■ EXERCISE AIM
Please state how many of the lines below contain the string "desert", counting case as significant, and give only that number.

■ SUPPLIED DATA

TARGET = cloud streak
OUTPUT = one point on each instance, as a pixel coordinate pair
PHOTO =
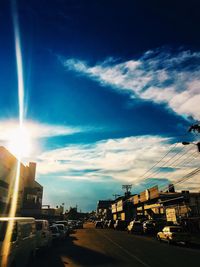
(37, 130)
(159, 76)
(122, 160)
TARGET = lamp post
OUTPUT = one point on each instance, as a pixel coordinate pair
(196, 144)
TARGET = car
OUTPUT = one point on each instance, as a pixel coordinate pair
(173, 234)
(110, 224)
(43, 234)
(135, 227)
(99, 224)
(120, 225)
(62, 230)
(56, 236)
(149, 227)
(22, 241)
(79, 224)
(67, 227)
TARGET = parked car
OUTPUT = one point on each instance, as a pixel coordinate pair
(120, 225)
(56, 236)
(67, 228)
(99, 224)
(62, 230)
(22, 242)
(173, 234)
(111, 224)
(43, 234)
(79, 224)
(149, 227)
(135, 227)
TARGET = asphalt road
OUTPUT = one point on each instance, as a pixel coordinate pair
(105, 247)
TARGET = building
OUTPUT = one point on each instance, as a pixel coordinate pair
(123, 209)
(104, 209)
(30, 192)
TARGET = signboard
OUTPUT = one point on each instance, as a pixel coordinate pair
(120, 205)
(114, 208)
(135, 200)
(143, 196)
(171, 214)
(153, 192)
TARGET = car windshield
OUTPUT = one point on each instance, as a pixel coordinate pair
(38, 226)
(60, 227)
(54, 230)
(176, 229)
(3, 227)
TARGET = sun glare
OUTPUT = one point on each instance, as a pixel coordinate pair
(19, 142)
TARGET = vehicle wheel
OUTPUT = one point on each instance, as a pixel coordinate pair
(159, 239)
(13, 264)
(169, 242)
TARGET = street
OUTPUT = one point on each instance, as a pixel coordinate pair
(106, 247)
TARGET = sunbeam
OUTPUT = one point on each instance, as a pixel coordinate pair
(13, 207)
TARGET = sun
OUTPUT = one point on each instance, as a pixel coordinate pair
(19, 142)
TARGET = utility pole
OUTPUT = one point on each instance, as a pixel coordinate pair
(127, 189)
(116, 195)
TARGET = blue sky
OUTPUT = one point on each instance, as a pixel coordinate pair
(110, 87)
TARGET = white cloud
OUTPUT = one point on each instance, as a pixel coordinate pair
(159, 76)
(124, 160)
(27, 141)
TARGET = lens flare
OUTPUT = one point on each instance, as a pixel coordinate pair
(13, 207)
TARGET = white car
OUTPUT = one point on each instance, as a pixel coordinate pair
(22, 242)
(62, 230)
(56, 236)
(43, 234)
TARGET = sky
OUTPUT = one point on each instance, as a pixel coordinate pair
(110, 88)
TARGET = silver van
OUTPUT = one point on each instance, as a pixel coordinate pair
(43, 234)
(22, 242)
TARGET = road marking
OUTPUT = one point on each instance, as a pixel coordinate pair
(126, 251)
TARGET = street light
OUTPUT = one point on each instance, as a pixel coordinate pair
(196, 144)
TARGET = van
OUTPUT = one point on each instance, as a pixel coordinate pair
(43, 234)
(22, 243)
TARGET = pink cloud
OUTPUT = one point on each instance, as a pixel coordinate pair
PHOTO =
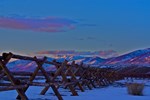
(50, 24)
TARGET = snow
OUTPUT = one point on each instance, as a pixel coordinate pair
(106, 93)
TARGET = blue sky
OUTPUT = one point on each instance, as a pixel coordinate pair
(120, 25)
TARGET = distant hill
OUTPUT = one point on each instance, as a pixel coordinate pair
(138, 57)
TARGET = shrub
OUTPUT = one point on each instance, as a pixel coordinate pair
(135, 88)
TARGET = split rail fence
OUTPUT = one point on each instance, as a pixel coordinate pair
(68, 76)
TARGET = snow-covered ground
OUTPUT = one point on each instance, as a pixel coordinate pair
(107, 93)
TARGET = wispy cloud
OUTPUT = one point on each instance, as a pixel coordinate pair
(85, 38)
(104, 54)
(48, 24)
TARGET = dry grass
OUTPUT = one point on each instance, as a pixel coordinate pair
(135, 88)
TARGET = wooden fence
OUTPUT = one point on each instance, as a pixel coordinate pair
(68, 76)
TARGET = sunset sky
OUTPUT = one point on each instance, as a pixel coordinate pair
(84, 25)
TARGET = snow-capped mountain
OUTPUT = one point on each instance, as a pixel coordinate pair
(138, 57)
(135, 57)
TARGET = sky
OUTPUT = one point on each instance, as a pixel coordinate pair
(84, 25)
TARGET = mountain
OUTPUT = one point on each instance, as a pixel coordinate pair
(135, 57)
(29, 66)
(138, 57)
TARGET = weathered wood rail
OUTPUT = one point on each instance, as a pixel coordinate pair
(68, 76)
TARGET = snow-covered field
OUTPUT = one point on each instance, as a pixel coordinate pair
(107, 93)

==

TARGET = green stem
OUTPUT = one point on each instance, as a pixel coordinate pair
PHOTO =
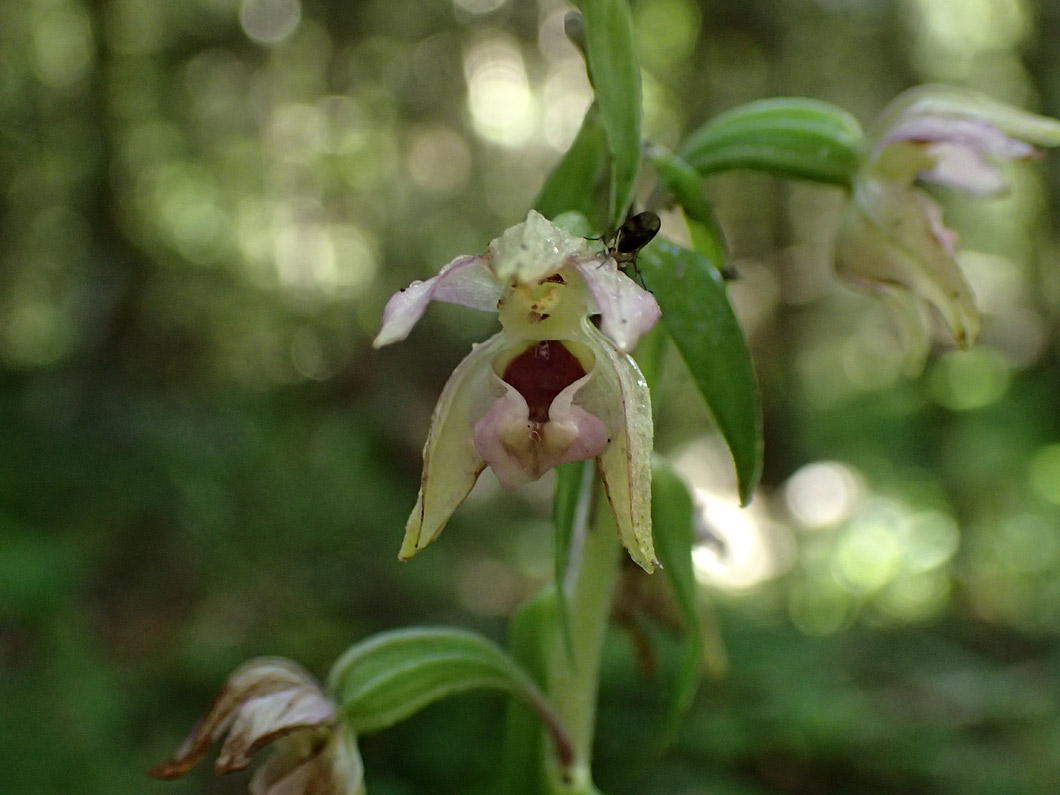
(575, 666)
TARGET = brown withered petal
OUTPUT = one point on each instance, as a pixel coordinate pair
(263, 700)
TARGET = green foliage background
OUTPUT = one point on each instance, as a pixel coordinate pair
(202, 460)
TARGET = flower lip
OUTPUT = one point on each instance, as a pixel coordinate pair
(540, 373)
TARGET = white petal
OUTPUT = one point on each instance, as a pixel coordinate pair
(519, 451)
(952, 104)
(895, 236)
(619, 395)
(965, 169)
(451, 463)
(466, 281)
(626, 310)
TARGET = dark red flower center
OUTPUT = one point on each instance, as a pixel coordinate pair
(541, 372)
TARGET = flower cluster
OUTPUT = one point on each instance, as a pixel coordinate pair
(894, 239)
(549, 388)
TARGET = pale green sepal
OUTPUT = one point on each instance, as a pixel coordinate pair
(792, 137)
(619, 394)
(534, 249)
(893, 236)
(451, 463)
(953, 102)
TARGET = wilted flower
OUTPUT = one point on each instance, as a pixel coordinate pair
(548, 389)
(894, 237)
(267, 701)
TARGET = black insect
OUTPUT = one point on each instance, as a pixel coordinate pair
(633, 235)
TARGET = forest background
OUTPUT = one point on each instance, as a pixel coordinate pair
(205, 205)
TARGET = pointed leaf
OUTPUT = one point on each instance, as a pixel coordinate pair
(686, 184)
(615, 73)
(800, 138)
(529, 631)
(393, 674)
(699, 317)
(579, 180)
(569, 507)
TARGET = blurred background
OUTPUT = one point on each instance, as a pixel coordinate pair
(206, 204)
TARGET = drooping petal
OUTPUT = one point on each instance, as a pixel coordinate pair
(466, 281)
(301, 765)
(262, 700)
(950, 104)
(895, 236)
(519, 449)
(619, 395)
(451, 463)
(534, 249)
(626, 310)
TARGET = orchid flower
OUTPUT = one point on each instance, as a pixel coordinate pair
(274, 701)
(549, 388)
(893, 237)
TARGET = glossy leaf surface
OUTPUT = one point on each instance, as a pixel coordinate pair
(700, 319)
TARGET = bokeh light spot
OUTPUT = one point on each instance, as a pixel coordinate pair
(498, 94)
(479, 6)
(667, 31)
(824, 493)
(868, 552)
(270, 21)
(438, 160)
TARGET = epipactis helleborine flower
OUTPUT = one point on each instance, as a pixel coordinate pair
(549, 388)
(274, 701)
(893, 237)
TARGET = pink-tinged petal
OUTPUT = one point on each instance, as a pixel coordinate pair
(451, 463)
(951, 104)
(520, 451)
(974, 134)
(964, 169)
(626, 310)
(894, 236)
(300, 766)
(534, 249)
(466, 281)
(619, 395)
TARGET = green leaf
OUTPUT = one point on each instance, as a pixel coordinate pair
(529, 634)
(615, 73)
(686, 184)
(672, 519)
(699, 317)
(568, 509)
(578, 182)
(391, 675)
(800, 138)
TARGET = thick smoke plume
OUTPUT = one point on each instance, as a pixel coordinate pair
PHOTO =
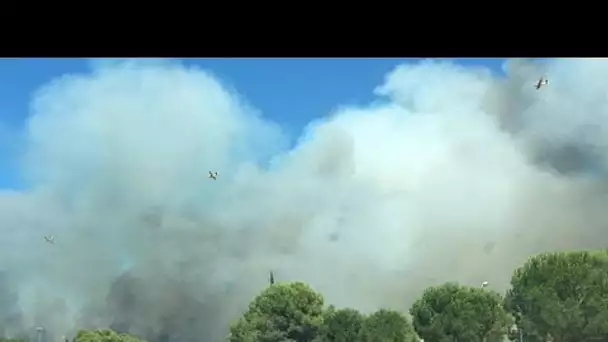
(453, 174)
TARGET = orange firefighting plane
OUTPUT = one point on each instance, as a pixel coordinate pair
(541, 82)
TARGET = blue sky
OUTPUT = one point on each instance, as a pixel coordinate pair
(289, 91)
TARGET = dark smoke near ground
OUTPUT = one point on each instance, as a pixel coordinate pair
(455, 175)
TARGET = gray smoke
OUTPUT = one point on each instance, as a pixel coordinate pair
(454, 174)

...

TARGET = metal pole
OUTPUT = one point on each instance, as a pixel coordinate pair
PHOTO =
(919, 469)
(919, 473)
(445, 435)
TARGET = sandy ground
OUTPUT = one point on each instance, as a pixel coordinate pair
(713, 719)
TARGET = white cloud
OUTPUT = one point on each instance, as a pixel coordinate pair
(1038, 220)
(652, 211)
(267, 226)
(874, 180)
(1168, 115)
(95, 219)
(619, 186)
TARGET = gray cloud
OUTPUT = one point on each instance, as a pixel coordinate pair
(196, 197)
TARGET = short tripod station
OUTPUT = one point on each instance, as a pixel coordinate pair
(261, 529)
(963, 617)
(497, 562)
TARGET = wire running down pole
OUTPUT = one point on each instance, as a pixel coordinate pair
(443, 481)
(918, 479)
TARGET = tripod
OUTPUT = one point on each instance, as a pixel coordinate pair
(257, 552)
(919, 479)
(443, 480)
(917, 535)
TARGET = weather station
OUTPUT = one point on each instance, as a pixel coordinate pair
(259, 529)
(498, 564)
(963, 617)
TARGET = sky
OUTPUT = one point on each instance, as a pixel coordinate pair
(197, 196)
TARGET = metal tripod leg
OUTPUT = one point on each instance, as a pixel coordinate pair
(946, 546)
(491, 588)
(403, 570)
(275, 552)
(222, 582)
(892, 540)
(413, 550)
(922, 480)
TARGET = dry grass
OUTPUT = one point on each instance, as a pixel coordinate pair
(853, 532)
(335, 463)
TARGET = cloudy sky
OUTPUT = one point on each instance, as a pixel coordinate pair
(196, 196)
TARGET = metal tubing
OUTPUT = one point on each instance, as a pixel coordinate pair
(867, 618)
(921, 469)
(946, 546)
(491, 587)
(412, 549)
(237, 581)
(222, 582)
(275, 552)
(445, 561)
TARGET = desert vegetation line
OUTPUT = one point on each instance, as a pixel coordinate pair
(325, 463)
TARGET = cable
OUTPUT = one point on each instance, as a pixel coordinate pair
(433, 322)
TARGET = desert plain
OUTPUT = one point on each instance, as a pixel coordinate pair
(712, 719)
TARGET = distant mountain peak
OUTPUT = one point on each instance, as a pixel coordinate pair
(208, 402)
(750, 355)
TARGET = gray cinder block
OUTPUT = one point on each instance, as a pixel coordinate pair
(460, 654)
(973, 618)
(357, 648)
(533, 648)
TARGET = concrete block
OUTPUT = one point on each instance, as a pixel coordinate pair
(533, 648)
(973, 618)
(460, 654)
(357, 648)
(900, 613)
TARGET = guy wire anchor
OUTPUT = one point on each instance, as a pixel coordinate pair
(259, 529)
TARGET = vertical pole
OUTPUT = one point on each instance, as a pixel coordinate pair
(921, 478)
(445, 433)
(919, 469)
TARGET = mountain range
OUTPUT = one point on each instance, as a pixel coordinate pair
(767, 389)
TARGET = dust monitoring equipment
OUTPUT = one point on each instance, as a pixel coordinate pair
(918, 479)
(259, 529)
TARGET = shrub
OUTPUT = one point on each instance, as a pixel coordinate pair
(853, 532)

■ EXERCISE OUTPUT
2